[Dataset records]
········

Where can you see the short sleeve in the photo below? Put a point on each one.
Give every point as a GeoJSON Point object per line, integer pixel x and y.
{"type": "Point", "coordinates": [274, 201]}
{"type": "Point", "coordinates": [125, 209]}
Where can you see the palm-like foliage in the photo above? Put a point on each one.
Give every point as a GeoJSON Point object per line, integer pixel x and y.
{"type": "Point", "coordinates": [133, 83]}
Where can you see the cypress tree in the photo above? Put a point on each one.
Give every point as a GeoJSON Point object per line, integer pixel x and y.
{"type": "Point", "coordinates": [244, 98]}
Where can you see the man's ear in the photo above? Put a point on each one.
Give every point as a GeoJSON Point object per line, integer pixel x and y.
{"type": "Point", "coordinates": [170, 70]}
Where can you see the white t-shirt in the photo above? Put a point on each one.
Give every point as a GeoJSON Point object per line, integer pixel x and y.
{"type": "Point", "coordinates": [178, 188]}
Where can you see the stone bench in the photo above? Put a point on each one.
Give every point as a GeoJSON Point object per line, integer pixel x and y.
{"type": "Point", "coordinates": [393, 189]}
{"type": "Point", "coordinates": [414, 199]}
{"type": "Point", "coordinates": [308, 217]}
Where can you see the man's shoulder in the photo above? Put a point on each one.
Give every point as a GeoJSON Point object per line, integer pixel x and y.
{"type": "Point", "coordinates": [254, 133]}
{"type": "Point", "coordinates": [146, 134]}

········

#### AIM:
Switch "integer pixel" to "whole-number pixel" throughout the rows above, and write all the rows out again with nothing else changed.

#### WRITTEN SOLUTION:
Where can you see the short sleeve in the photo below? Put a point on each one.
Give every point as a GeoJSON Point object per line, whole-number pixel x and y.
{"type": "Point", "coordinates": [274, 201]}
{"type": "Point", "coordinates": [125, 209]}
Where can you see the palm-like foliage in the photo above? Put a point on each one.
Give every point as a GeoJSON Point object per line, whole-number pixel x and y.
{"type": "Point", "coordinates": [133, 83]}
Where can you see the cypress tree in the photo above? Put a point on each one.
Give every point as a GeoJSON Point object per line, whole-number pixel x and y.
{"type": "Point", "coordinates": [244, 98]}
Where can you see the man's ear in the photo above? Put a point on each one.
Give every point as a GeoJSON Point object per line, whole-number pixel x and y.
{"type": "Point", "coordinates": [170, 70]}
Where can you see the white t-shirt in the photo above? Put a point on each one.
Give every point as a GeoJSON Point object per line, whole-number pixel x and y.
{"type": "Point", "coordinates": [178, 188]}
Where can you see the stone bench in the photo above? Put a point on each one.
Give every point as a GeoJSON Point object per line, whole-number pixel x and y.
{"type": "Point", "coordinates": [393, 189]}
{"type": "Point", "coordinates": [414, 199]}
{"type": "Point", "coordinates": [308, 217]}
Where can you see the man's shoulder in the photo above? Put a point on each one.
Give every point as a GeoJSON Point object per line, whole-number pixel x and y.
{"type": "Point", "coordinates": [254, 133]}
{"type": "Point", "coordinates": [146, 134]}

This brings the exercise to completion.